* WORK TASK A *
Answer these questions from the article on MCP context window management:
(i) What share of usable space can tool definitions consume before the first prompt is typed?
(ii) What is the average token cost of a single tool definition?
(iii) What does Tool Search create instead of loading all tool definitions upfront?
* WORK TASK B *
Carry the article on MCP context window management forward from its last sentence.

* DOCUMENT TEXT *
Skip to content
Back to AI Blog
Context Window Management with MCP
 AI

Context Window Management with MCP


New
MCP Context Window Claude Code Token Optimization

Table of Contents

  1. The Hidden Cost of MCP Servers
  2. How MCP Tools Consume Tokens
  3. Tool Search: Claude Code’s Answer to Context Bloat
  4. Deferred Tools: The Technical Mechanism
  5. How Many MCP Servers Is Too Many?
  6. Practical Strategies for Context Efficiency
  7. MCP Server Authors: Optimizing for Context
  8. Quick Reference: Context Management Settings
  9. What is Next

The Hidden Cost of MCP Servers

You added twelve MCP servers to Claude Code. GitHub, Sentry, Playwright, a database connector, Slack, Notion, a few more. Each one sounded useful. Then you noticed Claude Code struggling --- responses felt less sharp, conversations ran out of room faster, and the model occasionally forgot earlier parts of your discussion.

The cause: every MCP tool definition gets loaded into the context window. And with 200,000 tokens available on Claude Sonnet 4, those tool definitions can quietly consume 30-40% of your usable space before you type a single prompt.

Understanding this cost --- and the strategies Claude Code provides to manage it --- is the difference between an effective MCP setup and one that fights itself.


How MCP Tools Consume Tokens

Every MCP server exposes one or more tools, and each tool has a definition that includes its name, description, and parameter schema. These definitions are loaded into the context window so the model knows what tools are available.

Real-World Token Measurements

Research by developer Scott Spence measured actual token consumption across MCP servers:

ConfigurationToolsTokens Consumed% of 200K Window
Single server (mcp-omnisearch, original)20 tools14,214 tokens7.1%
Single server (mcp-omnisearch, optimized)8 tools5,663 tokens2.8%
All MCP servers enabled simultaneouslyMany82,000 tokens41%
GitHub MCP server alone91 tools~46,000 tokens23%

The average token cost is roughly 710 tokens per tool definition. That means:

  • 10 tools = ~7,000 tokens consumed
  • 50 tools = ~35,000 tokens consumed
  • 100 tools = ~70,000 tokens consumed (35% of the window, gone)

When your MCP setup hits 82,000 tokens, you have used 41% of the context window on tool definitions alone, leaving only about 118,000 tokens for your actual conversation, code, file contents, and model responses.


Tool Search: Claude Code’s Answer to Context Bloat

Claude Code includes a feature called Tool Search that fundamentally changes how MCP tools are loaded. Instead of loading all tool definitions upfront, Tool Search creates a lightweight search index and fetches tool details on-demand.

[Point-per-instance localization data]

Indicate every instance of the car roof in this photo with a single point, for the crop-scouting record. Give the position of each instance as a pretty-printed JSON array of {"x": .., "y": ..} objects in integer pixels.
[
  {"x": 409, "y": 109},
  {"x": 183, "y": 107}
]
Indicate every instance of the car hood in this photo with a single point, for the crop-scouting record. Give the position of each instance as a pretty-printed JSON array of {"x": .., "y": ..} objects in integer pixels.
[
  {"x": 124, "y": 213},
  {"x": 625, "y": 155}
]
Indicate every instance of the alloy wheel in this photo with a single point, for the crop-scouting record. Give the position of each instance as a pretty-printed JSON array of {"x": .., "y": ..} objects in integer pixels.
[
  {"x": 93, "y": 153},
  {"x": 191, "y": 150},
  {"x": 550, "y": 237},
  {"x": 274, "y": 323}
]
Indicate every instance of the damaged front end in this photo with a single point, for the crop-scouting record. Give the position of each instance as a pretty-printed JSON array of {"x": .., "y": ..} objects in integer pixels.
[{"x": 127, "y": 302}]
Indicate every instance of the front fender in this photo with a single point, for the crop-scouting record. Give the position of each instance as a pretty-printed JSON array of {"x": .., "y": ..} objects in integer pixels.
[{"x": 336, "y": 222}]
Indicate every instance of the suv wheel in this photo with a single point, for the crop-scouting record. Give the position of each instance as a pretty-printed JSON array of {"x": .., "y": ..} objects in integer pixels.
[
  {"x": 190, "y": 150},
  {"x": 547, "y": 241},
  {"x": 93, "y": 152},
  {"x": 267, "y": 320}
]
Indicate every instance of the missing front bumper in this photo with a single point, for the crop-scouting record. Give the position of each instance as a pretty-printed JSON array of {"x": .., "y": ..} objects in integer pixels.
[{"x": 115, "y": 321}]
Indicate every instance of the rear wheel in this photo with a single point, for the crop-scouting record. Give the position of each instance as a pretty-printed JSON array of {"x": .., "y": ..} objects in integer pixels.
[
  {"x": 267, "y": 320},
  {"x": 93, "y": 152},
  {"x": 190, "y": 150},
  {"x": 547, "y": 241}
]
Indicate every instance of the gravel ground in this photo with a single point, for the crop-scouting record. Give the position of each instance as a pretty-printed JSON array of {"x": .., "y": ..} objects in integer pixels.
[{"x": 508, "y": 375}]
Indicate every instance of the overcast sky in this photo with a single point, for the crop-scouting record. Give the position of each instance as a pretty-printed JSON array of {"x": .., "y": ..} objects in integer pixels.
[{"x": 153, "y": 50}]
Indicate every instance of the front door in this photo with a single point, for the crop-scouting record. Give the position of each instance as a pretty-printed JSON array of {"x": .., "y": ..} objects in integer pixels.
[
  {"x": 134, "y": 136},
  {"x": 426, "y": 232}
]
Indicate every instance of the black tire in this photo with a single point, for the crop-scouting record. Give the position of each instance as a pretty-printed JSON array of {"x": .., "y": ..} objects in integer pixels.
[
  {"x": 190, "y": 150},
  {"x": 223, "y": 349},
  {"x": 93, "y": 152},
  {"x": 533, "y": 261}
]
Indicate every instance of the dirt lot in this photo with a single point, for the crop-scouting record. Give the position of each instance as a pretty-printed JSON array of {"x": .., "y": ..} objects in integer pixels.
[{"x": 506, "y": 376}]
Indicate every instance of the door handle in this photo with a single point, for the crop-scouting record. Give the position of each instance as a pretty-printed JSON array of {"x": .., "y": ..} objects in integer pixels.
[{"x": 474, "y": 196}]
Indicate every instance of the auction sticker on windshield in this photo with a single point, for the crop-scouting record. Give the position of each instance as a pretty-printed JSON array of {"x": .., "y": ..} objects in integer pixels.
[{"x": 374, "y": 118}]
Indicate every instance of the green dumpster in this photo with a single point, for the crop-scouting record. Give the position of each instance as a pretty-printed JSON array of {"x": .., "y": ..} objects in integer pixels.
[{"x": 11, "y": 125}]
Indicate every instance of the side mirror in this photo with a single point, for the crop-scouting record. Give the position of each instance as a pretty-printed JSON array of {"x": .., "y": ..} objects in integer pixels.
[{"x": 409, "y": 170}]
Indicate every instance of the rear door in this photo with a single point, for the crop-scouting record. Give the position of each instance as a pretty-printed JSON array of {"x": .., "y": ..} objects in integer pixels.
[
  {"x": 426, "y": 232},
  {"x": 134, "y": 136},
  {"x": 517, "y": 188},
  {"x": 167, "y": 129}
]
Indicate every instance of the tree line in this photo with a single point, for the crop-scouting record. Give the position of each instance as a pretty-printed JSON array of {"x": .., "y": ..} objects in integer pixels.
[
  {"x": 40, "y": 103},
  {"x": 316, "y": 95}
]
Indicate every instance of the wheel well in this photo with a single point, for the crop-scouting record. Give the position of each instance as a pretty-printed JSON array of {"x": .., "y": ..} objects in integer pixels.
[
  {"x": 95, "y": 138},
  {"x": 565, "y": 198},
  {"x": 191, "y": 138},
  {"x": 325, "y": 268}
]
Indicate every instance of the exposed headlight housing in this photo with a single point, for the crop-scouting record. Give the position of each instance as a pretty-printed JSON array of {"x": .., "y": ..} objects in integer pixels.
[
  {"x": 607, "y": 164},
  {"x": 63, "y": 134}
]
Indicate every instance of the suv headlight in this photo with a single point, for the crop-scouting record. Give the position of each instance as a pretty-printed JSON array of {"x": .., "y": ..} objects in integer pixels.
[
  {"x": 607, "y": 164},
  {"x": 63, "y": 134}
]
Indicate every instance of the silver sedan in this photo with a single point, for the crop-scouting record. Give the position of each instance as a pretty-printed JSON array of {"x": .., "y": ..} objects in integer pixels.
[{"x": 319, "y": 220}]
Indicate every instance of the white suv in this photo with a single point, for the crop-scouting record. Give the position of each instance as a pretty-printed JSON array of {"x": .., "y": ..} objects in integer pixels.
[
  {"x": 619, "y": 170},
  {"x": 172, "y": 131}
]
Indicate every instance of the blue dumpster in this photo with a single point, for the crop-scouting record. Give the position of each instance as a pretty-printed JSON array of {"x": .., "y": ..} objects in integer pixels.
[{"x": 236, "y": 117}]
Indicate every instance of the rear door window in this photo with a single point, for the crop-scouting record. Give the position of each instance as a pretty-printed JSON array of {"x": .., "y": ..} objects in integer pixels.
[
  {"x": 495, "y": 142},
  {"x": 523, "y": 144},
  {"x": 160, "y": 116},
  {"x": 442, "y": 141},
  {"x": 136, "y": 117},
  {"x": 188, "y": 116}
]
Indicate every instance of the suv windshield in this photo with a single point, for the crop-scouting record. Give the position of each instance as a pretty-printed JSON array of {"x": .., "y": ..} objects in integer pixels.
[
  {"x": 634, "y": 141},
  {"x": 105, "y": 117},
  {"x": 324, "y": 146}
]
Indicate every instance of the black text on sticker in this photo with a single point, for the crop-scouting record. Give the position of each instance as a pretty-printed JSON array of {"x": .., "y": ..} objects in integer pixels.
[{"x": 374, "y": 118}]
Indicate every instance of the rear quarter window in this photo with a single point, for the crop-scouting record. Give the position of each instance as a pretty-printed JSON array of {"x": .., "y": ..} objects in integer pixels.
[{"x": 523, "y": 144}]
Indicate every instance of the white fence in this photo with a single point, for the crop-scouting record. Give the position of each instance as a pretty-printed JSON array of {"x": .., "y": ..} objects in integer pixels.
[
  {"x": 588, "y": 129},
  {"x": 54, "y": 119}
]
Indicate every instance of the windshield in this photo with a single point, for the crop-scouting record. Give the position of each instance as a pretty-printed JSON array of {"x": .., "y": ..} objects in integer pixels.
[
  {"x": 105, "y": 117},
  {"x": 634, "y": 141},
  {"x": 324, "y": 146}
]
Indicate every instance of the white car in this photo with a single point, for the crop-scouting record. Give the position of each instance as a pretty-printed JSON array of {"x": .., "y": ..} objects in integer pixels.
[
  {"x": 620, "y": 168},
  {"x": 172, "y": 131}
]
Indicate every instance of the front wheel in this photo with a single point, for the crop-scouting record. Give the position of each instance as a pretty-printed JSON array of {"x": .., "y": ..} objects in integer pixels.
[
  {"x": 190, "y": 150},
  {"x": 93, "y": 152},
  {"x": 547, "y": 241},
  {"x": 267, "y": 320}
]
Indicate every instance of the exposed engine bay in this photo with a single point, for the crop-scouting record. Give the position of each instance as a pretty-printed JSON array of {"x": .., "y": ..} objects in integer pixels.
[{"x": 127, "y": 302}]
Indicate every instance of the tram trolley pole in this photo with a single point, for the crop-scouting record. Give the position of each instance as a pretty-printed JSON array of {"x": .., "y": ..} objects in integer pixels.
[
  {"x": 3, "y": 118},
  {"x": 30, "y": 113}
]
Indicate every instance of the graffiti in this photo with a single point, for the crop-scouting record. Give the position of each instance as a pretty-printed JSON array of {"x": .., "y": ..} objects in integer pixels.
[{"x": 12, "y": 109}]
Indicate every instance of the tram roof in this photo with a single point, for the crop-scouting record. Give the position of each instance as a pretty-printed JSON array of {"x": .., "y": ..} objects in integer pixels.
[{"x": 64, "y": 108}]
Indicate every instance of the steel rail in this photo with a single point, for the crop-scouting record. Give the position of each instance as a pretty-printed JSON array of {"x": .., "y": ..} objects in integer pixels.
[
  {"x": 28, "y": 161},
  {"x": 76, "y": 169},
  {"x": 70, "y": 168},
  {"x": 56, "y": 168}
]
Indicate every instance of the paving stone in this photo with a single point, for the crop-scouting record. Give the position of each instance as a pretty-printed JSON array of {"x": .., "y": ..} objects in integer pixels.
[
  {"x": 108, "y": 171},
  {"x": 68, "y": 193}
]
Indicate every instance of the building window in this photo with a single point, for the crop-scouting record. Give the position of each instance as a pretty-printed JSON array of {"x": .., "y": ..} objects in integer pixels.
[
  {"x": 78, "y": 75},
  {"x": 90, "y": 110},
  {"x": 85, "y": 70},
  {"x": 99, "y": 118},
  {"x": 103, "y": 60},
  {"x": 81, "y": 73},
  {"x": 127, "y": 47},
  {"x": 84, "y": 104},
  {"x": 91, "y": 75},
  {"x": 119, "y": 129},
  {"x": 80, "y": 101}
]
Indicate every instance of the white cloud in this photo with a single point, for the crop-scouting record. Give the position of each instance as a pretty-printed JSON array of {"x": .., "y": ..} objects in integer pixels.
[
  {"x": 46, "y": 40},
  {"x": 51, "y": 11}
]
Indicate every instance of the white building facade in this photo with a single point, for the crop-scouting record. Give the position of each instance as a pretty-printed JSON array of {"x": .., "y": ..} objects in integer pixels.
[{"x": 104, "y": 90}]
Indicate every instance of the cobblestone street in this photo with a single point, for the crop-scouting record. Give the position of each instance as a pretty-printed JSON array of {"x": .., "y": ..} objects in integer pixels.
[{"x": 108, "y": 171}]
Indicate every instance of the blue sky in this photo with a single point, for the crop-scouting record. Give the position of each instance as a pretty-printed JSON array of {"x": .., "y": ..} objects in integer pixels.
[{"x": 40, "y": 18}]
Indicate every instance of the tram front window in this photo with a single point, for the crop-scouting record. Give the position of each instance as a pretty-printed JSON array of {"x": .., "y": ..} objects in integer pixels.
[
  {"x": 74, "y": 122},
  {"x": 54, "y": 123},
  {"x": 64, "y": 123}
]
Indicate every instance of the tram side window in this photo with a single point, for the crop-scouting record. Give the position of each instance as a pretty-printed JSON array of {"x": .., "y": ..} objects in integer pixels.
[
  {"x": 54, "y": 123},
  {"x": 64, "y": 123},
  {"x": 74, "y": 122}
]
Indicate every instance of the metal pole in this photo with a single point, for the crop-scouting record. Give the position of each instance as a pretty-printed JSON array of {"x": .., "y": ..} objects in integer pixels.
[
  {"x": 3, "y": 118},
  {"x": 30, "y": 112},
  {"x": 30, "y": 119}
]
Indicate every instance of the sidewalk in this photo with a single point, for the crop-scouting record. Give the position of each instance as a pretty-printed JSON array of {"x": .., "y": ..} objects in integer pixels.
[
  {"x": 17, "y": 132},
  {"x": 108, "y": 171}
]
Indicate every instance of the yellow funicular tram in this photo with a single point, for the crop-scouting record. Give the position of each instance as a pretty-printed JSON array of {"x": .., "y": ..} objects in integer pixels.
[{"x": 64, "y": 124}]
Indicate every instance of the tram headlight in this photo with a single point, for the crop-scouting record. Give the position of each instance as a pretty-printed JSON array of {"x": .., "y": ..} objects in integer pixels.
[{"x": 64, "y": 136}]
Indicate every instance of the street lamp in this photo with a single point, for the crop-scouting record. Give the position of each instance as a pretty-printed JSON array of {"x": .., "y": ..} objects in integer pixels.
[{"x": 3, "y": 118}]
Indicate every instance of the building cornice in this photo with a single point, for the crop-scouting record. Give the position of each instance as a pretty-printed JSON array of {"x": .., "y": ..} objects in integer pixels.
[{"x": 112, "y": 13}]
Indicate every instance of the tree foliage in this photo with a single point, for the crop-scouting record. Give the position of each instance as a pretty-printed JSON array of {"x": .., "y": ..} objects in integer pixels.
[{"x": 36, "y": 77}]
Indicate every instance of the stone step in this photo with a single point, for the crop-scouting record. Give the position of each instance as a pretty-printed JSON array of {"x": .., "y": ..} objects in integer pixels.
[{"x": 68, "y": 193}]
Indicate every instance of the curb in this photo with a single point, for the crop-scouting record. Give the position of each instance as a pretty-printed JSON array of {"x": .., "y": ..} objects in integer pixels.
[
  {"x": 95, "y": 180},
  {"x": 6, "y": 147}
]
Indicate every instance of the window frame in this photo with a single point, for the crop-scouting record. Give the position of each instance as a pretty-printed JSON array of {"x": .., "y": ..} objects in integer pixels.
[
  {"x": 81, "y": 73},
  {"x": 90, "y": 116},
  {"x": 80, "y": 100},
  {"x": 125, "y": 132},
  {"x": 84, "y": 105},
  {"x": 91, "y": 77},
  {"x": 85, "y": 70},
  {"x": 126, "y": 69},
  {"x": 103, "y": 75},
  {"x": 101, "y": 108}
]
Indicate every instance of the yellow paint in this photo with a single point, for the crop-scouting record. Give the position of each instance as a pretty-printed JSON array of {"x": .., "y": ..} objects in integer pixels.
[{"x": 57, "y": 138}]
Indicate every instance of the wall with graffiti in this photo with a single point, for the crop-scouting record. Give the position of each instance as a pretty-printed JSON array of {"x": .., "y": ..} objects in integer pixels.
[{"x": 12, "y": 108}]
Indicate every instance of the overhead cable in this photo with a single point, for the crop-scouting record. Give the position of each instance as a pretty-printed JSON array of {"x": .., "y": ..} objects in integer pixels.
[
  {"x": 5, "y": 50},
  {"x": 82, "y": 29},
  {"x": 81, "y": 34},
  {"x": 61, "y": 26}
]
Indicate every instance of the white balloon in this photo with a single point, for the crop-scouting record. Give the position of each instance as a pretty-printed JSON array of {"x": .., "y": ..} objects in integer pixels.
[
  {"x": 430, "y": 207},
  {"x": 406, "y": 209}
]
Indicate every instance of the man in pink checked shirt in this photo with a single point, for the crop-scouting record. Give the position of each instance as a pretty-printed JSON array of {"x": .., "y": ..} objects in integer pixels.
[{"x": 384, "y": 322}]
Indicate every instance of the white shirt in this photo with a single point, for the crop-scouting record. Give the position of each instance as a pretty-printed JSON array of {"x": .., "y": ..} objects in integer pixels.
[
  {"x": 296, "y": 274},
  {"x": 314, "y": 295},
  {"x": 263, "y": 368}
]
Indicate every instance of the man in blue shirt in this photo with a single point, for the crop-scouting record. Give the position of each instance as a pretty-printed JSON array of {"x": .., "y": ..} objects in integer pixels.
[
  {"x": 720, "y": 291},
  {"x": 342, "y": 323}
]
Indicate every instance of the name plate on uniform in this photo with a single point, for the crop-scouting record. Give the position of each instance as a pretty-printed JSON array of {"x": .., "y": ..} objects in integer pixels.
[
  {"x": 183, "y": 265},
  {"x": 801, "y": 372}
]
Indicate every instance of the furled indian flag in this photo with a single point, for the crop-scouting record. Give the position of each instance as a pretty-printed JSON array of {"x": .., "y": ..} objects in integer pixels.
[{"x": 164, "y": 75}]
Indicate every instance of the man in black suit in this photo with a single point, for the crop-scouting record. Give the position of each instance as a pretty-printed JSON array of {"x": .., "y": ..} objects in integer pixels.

* TASK OUTPUT A *
(i) 30-40%
(ii) Roughly 710 tokens
(iii) A lightweight search index, with tool details fetched on demand

* TASK OUTPUT B *
How It Works

  1. When Tool Search is active, MCP tools are deferred --- their full definitions are not loaded into context
  2. Claude uses a search tool to discover relevant MCP tools when it needs them
  3. Only the 3-5 tools Claude actually needs for the current task are loaded
  4. From your perspective, MCP tools work exactly the same way

The Numbers

The context savings are dramatic:

MetricWithout Tool SearchWith Tool SearchReduction
Initial context for MCP tools~46,000 tokens (GitHub alone)~500 tokens (search index)99%
Typical multi-server setup~72,000 tokens~8,700 tokens88%
Percentage of 200K window used36%4.4%85% fewer tokens

When It Activates

Tool Search runs in auto mode by default. It activates when your MCP tool definitions would consume more than 10% of the context window (approximately 20,000 tokens). If you have only a few tools, they load normally without Tool Search.

Configuration Options

Control Tool Search behavior with the ENABLE_TOOL_SEARCH environment variable:

ValueBehavior
autoActivates when MCP tools exceed 10% of context (default)
auto:5Activates at a custom 5% threshold
trueAlways enabled, regardless of tool count
falseDisabled; all MCP tools loaded upfront
# Use a lower threshold (activate sooner)
ENABLE_TOOL_SEARCH=auto:5 claude

# Always use tool search
ENABLE_TOOL_SEARCH=true claude

# Disable entirely (load all tools upfront)
ENABLE_TOOL_SEARCH=false claude

You can also set this in your settings.json env field for persistence.

Model Requirements

Tool Search requires models that support tool_reference blocks:

  • Supported: Sonnet 4 and later, Opus 4 and later
  • Not supported: Haiku models

Deferred Tools: The Technical Mechanism

Under the hood, Tool Search uses a concept called deferred loading. Tools marked with "defer_loading": true stay out of context until discovered through search.

For developers building or customizing MCP servers, the implementation looks like this:

{
  "name": "github_create_issue",
  "description": "Creates a new issue in a GitHub repository",
  "defer_loading": true,
  "input_schema": { ... }
}

Key rules for deferred tools:

  • The search tool itself must never have defer_loading: true
  • Keep 3-5 frequently-used tools as non-deferred (always loaded)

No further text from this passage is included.